**SELECTED PASSAGE:**
Saurabh Mukherjea’s global strategy: How Marcellus is hunting compounder stocks across 4 multi-trillion dollar megatrends

PMS fund manager Saurabh Mukherjea, who runs the multi-million dollar Marcellus Investment Managers, is neither buying Nvidia nor the large language model companies. While the S&P 500 bets half its weight on seven hyperscalers and their suppliers, Mukherjea is building a global portfolio around a simpler question: if AI is real, who gets paid to make it physically possible? The answers he has arrived at are turbine manufacturers in Germany, chip foundry equipment makers, industrial component distributors in Europe and America and, through a completely separate thesis, Airbus and Hermès.

Global data centre capital expenditure is running at $700–800 billion a year, based on what the hyperscalers are disclosing in their annual reports, and Mukherjea believes it will hold at that level for the next four to five years. The supply chain that feeds that buildout — chip foundry equipment, cooling liquids, connectors, switchboards, gensets — will generate between $100 and $300 billion in annual revenue. But Mukherjea is not buying the AI companies at the centre of it. He is buying the pipes and wires and turbines that make it physically possible to run them.

**PROMPT 1:**
Do these statements agree with the passage on Mukherjea's strategy? Answer yes or no for each and quote the deciding words.
(a) Mukherjea is buying Nvidia.
(b) Mukherjea expects global data centre capital expenditure to stay at its current level for the next four to five years.
(c) The S&P 500 puts half its weight on seven hyperscalers and their suppliers.
**PROMPT 2:** According to the passage on Mukherjea's strategy, which two companies does he hold through a completely separate thesis?

**SOURCE INFORMATION:**
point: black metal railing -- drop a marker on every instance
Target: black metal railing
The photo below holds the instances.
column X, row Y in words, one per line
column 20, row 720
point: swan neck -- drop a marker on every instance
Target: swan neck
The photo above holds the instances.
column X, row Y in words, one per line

**RESPONSE AREA 1:**
(a) No: "is neither buying Nvidia nor the large language model companies."
(b) Yes: "Mukherjea believes it will hold at that level for the next four to five years."
(c) Yes: "the S&P 500 bets half its weight on seven hyperscalers and their suppliers"

**RESPONSE AREA 2:** Airbus and Hermès.